▶ **Texte choisi**
------------------------
A peine avait-il lu le courriel que l’activiste éthiopien Henok Gabisa comprit que quelque chose n’allait pas. Le message contenait un logiciel espion destiné à infecter son ordinateur et paralyser son activité d’opposant au gouvernement d’Addis Abeba.
La ligne d’en-tête était intitulée “Démocratie en Ethiopie: peut-elle être sauvée?” Un message apparemment sur mesure pour lui. Mais cet enseignant en droit à l’université américaine de Washington et Lee remarqua aussi que le texte était écrit en des termes vagues et contenait un lien hypertexte suspect.
M. Henok venait d’être visé par le même type de logiciel espion qui a été envoyé à des centaines de dissidents éthiopiens dans le monde, probablement à l’instigation du gouvernement éthiopien, selon un rapport publié la semaine dernière par Citizen Lab, un centre spécialisé dans la cybersécurité de l’université canadienne de Toronto.
Le pouvoir éthiopien est sous intense pression à l’intérieur du pays après que les deux principaux groupes ethniques, les Oromo et les Amhara, ont lancé des manifestations anti-gouvernementales massives en 2015 et 2016.
La répression brutale a fait plus de 940 morts selon un bilan officiel, et mené à l’arrestation de plus de 26.000 personnes selon l’ONU, dont des activistes politiques et des journalistes.
------------------------
Entrées du jeu de données:
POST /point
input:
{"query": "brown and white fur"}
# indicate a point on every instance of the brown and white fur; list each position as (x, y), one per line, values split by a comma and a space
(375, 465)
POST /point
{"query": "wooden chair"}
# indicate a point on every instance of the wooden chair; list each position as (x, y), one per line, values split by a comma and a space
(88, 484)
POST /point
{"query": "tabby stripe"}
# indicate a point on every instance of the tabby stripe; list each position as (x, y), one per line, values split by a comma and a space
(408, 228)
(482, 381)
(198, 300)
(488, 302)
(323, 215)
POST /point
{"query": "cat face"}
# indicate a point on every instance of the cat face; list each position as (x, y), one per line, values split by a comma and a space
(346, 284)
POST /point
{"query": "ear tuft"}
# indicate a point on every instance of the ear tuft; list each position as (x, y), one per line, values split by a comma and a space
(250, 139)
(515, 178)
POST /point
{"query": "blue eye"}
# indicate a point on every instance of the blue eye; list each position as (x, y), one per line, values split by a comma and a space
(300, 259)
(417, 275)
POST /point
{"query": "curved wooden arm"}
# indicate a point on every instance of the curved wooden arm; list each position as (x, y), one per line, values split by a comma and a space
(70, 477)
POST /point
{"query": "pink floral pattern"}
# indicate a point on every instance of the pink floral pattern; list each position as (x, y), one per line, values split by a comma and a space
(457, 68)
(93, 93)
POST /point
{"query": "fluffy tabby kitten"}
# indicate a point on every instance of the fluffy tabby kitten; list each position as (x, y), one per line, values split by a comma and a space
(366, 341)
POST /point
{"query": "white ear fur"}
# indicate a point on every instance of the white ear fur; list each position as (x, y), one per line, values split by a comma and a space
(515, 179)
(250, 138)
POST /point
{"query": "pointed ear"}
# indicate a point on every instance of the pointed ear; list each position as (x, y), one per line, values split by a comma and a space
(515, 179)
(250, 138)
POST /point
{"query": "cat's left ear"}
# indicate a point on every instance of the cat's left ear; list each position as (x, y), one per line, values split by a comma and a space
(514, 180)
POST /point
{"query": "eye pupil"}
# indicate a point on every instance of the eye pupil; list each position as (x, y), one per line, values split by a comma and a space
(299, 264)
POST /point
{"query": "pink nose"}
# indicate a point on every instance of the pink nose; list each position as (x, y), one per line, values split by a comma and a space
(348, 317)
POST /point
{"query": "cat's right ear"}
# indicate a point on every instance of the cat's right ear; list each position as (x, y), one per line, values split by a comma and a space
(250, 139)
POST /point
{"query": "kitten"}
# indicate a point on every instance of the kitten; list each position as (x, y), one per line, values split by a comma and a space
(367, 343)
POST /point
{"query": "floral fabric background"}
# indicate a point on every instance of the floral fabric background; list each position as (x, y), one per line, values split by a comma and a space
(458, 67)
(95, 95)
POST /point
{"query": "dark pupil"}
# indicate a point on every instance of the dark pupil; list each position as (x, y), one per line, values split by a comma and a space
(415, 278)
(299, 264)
------------------------
▶ **Tâches à réaliser**
a. Dans le texte sur le logiciel espion visant des dissidents éthiopiens, quel était l'intitulé de la ligne d'en-tête du courriel reçu par Henok Gabisa ?
b. Relevez toutes les sources que le texte sur le logiciel espion visant des dissidents éthiopiens invoque à l'appui de ses informations.
c. Prolongez le texte sur le logiciel espion visant des dissidents éthiopiens, en reprenant après sa dernière phrase.
Les enregistrements n'ont aucun rapport avec le texte.

▶ **Réponses**
a. « Démocratie en Ethiopie: peut-elle être sauvée? »

b.
- Le rapport de Citizen Lab, centre de cybersécurité de l'université de Toronto
- Le bilan officiel des morts
- L'ONU, pour le nombre d'arrestations

c.
Mais les critiques les plus virulents du régime vivent en dehors du pays et sont ainsi à l’abri de l’appareil sécuritaire éthiopien, en particulier parmi la large diaspora aux États-Unis, qui compte quelque 250.000 membres.
Face à eux, l’Éthiopie a recours à des logiciels espions et irait même jusqu’à surveiller physiquement des dissidents sur le sol des États-Unis, sans que les autorités de ce pays ne fassent grand chose pour empêcher ces agissements, selon des chercheurs et un avocat interrogés par l’AFP.
“Il n’existe aucun autre cas auquel je puisse penser où il y a eu une telle série sans fin de tentatives” de piratage, affirme Bill Marczak, un chercheur à Citizen Lab.
Les chaînes de télévision Ethiopian Satellite Television (ESAT) et Oromia Media Network (OMN), basées aux États-Unis, font peu de mystère de leur opposition à un régime qui dirige le pays d’une main de fer depuis 1991.
L’inimitié est mutuelle. L’Éthiopie a interdit les deux chaînes de diffusion sur son territoire pendant les dix mois qu’a duré l’état d’urgence déclaré en octobre 2016, et a lancé en début d’année des poursuites pour terrorisme à l’encontre du directeur exécutif d’OMN, Jawar Mohammed.
‘Immunité totale’
C’est parce qu’il collabore à OMN que M. Henok pense avoir été visé. “Je suis juste un des Oromo qui compte”, explique l’universitaire. La plupart des cibles sont des activistes oromo. Jawar Mohammed a été inondé d’une dizaine de messages semblables.
Réagissant au rapport de Citizen Lab, l’ambassade américaine à Addis Abeba, a indiqué “étudier la question”.
M. Marczak lui-même a reçu l’un de ses emails malveillants, envoyé depuis la messagerie de quelqu’un avec qui il correspondait, laquelle avait probablement été piratée.
Citizen Lab a trouvé des preuves liant les logiciels espions à un serveur basé en Ethiopie, et a montré que 43 appareils électroniques avaient été infectés, dont plusieurs qu’ils ont rattachés à l’Érythrée, l’ennemi juré de l’Éthiopie.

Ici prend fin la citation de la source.